* _Try it_: Given the listing below, reproduce all of it exactly.
──────── Extracted entries ────────
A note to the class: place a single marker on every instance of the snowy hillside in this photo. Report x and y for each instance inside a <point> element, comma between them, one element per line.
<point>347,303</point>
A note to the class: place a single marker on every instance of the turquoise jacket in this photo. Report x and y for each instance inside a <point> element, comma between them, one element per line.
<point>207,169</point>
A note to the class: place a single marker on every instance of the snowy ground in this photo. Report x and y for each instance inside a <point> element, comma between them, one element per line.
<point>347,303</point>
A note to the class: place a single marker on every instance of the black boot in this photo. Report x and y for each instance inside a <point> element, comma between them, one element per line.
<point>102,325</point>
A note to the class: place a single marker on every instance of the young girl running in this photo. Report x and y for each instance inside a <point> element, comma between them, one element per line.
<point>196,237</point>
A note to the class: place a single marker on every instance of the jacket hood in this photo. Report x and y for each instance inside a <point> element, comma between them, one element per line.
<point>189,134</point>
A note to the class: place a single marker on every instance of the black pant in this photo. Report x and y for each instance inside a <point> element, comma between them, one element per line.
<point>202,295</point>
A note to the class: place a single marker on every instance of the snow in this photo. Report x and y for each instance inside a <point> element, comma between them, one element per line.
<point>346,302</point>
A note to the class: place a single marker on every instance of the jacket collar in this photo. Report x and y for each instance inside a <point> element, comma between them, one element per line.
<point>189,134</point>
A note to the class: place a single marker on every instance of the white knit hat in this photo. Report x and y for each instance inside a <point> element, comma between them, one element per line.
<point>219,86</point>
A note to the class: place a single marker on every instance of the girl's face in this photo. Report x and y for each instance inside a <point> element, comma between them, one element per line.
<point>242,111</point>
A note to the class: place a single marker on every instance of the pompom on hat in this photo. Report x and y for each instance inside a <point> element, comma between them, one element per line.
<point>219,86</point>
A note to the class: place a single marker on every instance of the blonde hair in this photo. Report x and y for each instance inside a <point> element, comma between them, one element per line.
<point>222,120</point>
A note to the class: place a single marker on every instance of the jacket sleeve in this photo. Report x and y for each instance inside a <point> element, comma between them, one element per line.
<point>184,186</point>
────────
* _Your solution_:
A note to the class: place a single marker on every instance of the snowy hillside in this photo. Report x and y for each instance inside a <point> element, comma between them, one element per line.
<point>347,303</point>
A note to the class: place a single marker on every instance of the turquoise jacket in this photo. Report x and y for each instance inside a <point> element, comma between them, one element per line.
<point>207,169</point>
A note to the class: place a single marker on every instance of the snowy ground in this photo. Report x and y for each instance inside a <point> element, comma between them, one element per line.
<point>347,303</point>
A note to the class: place a single marker on every instance of the black boot in this photo. Report x and y for each instance inside a <point> element, comma between them, one element per line.
<point>102,325</point>
A note to the class: place a single marker on every instance of the young girl running in this photo. Report x and y for each instance inside a <point> element, comma between them, one element per line.
<point>196,237</point>
A note to the class: place a single marker on every instance of the jacket hood in this photo. Report x and y for each instance inside a <point> element, comma between them, one element per line.
<point>189,134</point>
A note to the class: place a single marker on every instance of the black pant in this photo. Report x and y for each instance inside a <point> element, comma between them, one element per line.
<point>202,295</point>
A note to the class: place a single marker on every instance of the snow in this photo. Report x and y for each instance inside a <point> element, comma between them, one element per line.
<point>346,302</point>
A note to the class: place a single marker on every instance of the jacket collar in this photo. Report x and y for each instance inside a <point> element, comma between them, one element per line.
<point>189,134</point>
A note to the class: place a single marker on every instance of the white knit hat in this photo. Report x and y for each instance inside a <point> element, comma between them, one element per line.
<point>219,86</point>
A note to the class: place a single marker on every instance of the girl's face in this photo. Report x and y for each instance inside a <point> element, comma between them, one element per line.
<point>242,111</point>
A note to the class: place a single marker on every instance of the pompom on hat in this photo. Report x and y for each instance inside a <point> element, comma between them, one element per line.
<point>219,86</point>
A note to the class: place a single marker on every instance of the blonde hair in this photo. Report x and y for each instance inside a <point> element, comma between them, one element per line.
<point>222,120</point>
A note to the class: place a single marker on every instance of the jacket sleeve in this photo. Report x and y for each instance inside a <point> element, comma between them, one element per line.
<point>184,186</point>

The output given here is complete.